***** Provided data
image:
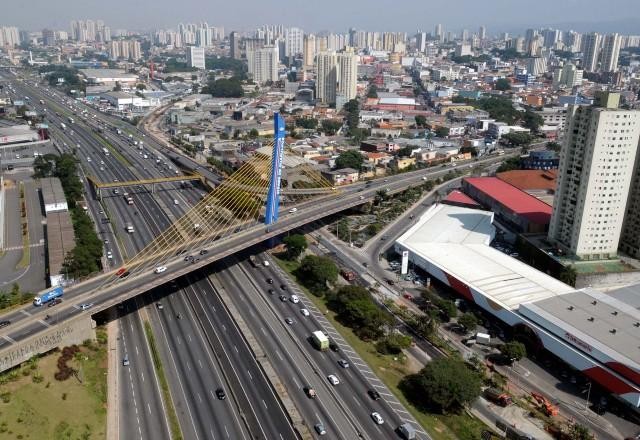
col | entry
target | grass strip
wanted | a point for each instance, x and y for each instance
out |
(174, 424)
(391, 371)
(26, 250)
**********
**Task to complete**: Retype the lines above exactly, no pictures.

**Exercise result**:
image:
col | entry
target | grass strip
wanted | a point for each instance, x and y for each instance
out |
(174, 424)
(391, 371)
(26, 250)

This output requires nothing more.